→ **Selection**:
[BEGIN]
Wednesday, October 12, 2016

"Ave Maria" by Vavilov in the style of Caccini (updated)

I recently posted a movie review of "The Von Trapp Family: A life of Music". As I stated, there was none of musical pieces from "The Sound of Music", rather music that the family typically performed at the time.

One piece is the "Ave Maria" by Vladimir Vavilov, but commonly attributed to Giulio Caccini. It is performed in the movie to particular infuriate the Austrian Nazi Party members who warned the Captain not to perform there. There are a number of arrangements of the piece. Here are just a few:
(very interesting!)

As you can hear, this is a very versatile piece! You might also notice that it only repeats "Ave Maria" without going into the rest of the prayer.

I have a simple arrangement by John Ross that we used the first Sunday in October with our cantor, Lara Brooksbank. I've taken it to Finale, made only a few minor adjustments to the accompaniment, and added the entire "Ave Maria" text. I've shared this with John, and he likes the result.

Here are JPG files in the key of E minor:

And here are JPG files in D minor, that might be easier for some cantors:



The above files have been modified since I put them up here originally.
[END]
→ **Tasks to perform**:
**1)** In the blog post about the "Ave Maria," who actually composed the piece, and to whom is it commonly attributed?
**2)** Continue the blog post about the "Ave Maria" from its last sentence.
The records have no connection to the blog post about the "Ave Maria."

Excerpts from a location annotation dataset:
[BEGIN]
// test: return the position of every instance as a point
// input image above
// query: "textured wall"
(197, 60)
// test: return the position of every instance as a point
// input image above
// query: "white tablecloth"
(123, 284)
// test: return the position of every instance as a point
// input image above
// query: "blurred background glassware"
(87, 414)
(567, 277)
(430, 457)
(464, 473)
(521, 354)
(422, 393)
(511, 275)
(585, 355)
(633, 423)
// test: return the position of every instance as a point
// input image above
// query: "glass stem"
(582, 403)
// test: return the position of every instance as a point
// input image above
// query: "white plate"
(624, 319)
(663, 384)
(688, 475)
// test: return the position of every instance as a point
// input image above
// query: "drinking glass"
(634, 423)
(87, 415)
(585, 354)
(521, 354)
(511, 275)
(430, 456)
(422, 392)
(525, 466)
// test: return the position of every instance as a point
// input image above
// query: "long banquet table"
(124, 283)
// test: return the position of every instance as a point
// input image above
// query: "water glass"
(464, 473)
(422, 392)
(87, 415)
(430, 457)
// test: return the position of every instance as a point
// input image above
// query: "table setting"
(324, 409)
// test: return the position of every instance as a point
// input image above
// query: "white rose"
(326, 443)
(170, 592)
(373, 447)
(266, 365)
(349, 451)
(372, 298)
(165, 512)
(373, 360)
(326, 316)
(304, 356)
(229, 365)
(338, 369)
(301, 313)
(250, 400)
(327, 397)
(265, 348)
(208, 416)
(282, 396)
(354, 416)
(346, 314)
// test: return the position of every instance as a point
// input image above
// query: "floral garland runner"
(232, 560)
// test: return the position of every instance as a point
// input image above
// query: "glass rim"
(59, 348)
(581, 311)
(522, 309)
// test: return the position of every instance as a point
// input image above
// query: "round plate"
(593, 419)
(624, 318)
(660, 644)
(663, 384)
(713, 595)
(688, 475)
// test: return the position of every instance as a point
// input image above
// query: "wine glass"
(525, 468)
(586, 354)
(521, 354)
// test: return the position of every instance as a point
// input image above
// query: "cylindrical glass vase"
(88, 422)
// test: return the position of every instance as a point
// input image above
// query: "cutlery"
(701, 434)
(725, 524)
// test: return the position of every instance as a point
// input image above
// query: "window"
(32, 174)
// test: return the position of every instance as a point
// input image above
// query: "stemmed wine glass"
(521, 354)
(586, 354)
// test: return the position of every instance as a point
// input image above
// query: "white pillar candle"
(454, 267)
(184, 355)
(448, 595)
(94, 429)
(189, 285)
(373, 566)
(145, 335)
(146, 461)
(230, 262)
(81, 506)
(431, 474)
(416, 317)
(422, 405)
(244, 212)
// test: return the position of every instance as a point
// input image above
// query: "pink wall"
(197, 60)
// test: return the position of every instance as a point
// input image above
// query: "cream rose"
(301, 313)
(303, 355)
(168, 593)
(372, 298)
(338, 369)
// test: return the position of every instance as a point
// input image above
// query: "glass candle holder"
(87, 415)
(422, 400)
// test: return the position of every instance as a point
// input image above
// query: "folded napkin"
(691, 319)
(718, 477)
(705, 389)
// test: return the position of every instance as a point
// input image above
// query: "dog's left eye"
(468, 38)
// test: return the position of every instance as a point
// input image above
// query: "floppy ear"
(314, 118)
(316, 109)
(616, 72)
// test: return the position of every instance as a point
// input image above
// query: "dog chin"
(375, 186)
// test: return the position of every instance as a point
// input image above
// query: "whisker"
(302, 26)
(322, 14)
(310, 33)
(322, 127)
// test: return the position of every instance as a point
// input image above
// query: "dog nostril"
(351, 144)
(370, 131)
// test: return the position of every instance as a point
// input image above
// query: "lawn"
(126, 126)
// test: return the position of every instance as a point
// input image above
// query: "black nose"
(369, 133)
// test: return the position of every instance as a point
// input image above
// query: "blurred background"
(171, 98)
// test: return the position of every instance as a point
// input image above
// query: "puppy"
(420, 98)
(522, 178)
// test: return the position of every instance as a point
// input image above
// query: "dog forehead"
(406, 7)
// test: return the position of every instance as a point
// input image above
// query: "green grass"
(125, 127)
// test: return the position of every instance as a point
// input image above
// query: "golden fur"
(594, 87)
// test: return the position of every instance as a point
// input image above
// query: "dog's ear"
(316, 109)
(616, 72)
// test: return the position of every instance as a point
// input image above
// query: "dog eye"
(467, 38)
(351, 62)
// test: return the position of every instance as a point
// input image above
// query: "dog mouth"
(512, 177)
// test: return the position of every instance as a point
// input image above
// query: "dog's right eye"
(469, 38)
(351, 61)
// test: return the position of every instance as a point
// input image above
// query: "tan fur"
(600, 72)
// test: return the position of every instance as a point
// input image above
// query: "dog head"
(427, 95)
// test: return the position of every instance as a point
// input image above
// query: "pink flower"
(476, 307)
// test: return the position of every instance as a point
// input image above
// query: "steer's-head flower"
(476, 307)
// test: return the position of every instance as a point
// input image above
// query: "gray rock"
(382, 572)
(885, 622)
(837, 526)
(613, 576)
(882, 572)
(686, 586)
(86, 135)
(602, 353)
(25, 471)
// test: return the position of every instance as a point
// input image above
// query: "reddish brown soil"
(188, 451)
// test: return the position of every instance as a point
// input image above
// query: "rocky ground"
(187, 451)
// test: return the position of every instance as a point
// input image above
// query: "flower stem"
[END]
→ **Results**:
**1)** Vladimir Vavilov composed it, though it is commonly attributed to Giulio Caccini.

**2)**
If these JPG files don't work well enough for you (they're shown here very small, but are 600 DPI on letter size paper), let me know in a comment, or contact me on FaceBook. I have them in PDF as well. Or, if you need a different key, let me know.

And here is the SATB version in G minor:

I can still add some string parts. I don't when I will get to it, though. I will record the solo version with one of our cantors.

Sunday, September 25, 2016

Movie Review of "The von Trapp Family: A Life of Music" (2015)

This is a first for me on my blog - a movie review!

I am a big fan of "The Sound of Music" and whole von Trapp family story. I saw the Julie Andrews' movie back in 1967 at the old St. Louis Theater, now the home of the St. Louis Symphony. Over the last year I've also seen the original German movie, "Die Trapp-Familei" (1956), that was the inspiration for the Broadway show and movie, as well as it's sequel, "Die Trapp-Familie in Amerika" (1958). I highly recommend them as well, maybe even to view before one views this new 2015 movie.

The first of these follows the story line of "Sound of Music" very closely, but with the music being a combination of Catholic hymns and Austrian folk music. The sequel covers their first few years in the USA, starting in New York City, and then moving to their Vermont home. The music and the acting are very good throughout the two movies.

I would also suggest this Wiki article on Captain von Trapp:

Now to the new movie.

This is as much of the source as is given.